** Information shown **
+ + + +

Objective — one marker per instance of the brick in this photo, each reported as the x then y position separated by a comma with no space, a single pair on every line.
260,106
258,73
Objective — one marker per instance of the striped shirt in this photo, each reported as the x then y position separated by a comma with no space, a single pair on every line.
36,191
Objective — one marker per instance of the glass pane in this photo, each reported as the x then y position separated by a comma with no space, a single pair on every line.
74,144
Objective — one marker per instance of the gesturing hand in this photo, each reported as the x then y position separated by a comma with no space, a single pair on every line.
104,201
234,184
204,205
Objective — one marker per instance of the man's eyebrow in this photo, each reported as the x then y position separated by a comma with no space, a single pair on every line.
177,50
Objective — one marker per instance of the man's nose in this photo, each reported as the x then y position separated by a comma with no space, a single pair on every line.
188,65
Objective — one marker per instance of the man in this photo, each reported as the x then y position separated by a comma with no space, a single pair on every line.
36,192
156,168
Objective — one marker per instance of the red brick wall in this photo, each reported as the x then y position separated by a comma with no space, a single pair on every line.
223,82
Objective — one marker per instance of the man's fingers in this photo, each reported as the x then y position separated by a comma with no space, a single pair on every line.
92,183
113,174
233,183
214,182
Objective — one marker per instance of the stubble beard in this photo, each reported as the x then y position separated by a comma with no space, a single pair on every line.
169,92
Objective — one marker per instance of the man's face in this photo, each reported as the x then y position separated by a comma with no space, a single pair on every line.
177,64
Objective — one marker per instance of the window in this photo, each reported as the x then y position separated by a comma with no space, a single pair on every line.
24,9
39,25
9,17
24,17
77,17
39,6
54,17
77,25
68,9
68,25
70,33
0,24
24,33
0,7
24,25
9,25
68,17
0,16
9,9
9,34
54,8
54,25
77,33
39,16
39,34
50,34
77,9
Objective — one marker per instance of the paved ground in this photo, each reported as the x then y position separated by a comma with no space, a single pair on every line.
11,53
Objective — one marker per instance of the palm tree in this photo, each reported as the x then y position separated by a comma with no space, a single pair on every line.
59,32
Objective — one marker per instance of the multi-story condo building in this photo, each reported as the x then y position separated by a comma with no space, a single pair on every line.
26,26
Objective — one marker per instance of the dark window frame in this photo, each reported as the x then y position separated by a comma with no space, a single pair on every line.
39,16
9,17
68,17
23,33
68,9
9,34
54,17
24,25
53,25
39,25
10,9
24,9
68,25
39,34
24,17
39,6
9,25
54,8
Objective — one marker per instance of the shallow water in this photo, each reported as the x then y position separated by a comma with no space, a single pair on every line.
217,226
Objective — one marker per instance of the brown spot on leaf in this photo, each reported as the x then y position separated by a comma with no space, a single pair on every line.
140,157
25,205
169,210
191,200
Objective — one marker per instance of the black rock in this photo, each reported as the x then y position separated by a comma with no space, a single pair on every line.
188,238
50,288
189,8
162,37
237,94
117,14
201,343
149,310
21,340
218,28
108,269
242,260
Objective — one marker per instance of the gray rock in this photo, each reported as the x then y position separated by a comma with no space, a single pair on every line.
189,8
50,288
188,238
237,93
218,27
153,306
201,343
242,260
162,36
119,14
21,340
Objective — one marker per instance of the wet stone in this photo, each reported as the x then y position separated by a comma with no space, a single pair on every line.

+ + + +

** Exercise details **
Convert the listing above into a JSON list of strings, with one string for each line and blank lines omitted.

** Answer to this exercise **
[
  "Objective — one marker per instance of the brick in this photo, each reported as the x then y position separated by a comma with no space, a single pair on every line.",
  "260,106",
  "258,73",
  "Objective — one marker per instance of the striped shirt in this photo, each reported as the x then y position separated by a comma with no space, a single pair on every line.",
  "36,191",
  "Objective — one marker per instance of the glass pane in this photo, each reported as the x then y position separated by a comma with no space, a single pair on every line.",
  "74,144",
  "Objective — one marker per instance of the gesturing hand in this photo, each reported as the x then y position separated by a comma with no space, a single pair on every line.",
  "104,201",
  "234,184",
  "204,205",
  "Objective — one marker per instance of the man's eyebrow in this photo, each reported as the x then y position separated by a comma with no space, a single pair on every line.",
  "177,50",
  "Objective — one marker per instance of the man's nose in this photo, each reported as the x then y position separated by a comma with no space, a single pair on every line.",
  "188,65",
  "Objective — one marker per instance of the man in this photo, each reported as the x then y position separated by a comma with no space, a single pair on every line.",
  "36,192",
  "156,168",
  "Objective — one marker per instance of the red brick wall in this photo, each reported as the x then y position separated by a comma with no space, a single pair on every line.",
  "223,82",
  "Objective — one marker per instance of the man's fingers in this photo, each reported as the x then y position separated by a comma with no space, a single pair on every line.",
  "92,183",
  "113,174",
  "233,183",
  "214,182",
  "Objective — one marker per instance of the stubble beard in this photo, each reported as the x then y position separated by a comma with no space, a single pair on every line.",
  "169,92",
  "Objective — one marker per instance of the man's face in this photo, each reported as the x then y position separated by a comma with no space, a single pair on every line.",
  "177,64",
  "Objective — one marker per instance of the window in this photo, each reported as the x then y position separated by a comma with no space, a single pair on every line.",
  "24,9",
  "39,25",
  "9,17",
  "24,17",
  "77,17",
  "39,6",
  "54,17",
  "77,25",
  "68,9",
  "68,25",
  "70,33",
  "0,24",
  "24,33",
  "0,7",
  "24,25",
  "9,25",
  "68,17",
  "0,16",
  "9,9",
  "9,34",
  "54,8",
  "54,25",
  "77,33",
  "39,16",
  "39,34",
  "50,34",
  "77,9",
  "Objective — one marker per instance of the paved ground in this photo, each reported as the x then y position separated by a comma with no space, a single pair on every line.",
  "11,53",
  "Objective — one marker per instance of the palm tree in this photo, each reported as the x then y position separated by a comma with no space, a single pair on every line.",
  "59,32",
  "Objective — one marker per instance of the multi-story condo building in this photo, each reported as the x then y position separated by a comma with no space, a single pair on every line.",
  "26,26",
  "Objective — one marker per instance of the dark window frame in this photo, each reported as the x then y position separated by a comma with no space, a single pair on every line.",
  "39,16",
  "9,17",
  "68,17",
  "23,33",
  "68,9",
  "9,34",
  "54,17",
  "24,25",
  "53,25",
  "39,25",
  "10,9",
  "24,9",
  "68,25",
  "39,34",
  "24,17",
  "39,6",
  "9,25",
  "54,8",
  "Objective — one marker per instance of the shallow water in this photo, each reported as the x then y position separated by a comma with no space, a single pair on every line.",
  "217,226",
  "Objective — one marker per instance of the brown spot on leaf in this photo, each reported as the x then y position separated by a comma with no space, a single pair on every line.",
  "140,157",
  "25,205",
  "169,210",
  "191,200",
  "Objective — one marker per instance of the black rock in this photo, each reported as the x then y position separated by a comma with no space, a single pair on every line.",
  "188,238",
  "50,288",
  "189,8",
  "162,37",
  "237,94",
  "117,14",
  "201,343",
  "149,310",
  "21,340",
  "218,28",
  "108,269",
  "242,260",
  "Objective — one marker per instance of the gray rock in this photo, each reported as the x then y position separated by a comma with no space, a single pair on every line.",
  "189,8",
  "50,288",
  "188,238",
  "237,93",
  "218,27",
  "153,306",
  "201,343",
  "242,260",
  "162,36",
  "119,14",
  "21,340",
  "Objective — one marker per instance of the wet stone in this photo, each reported as the x then y position separated by a comma with no space, a single pair on every line."
]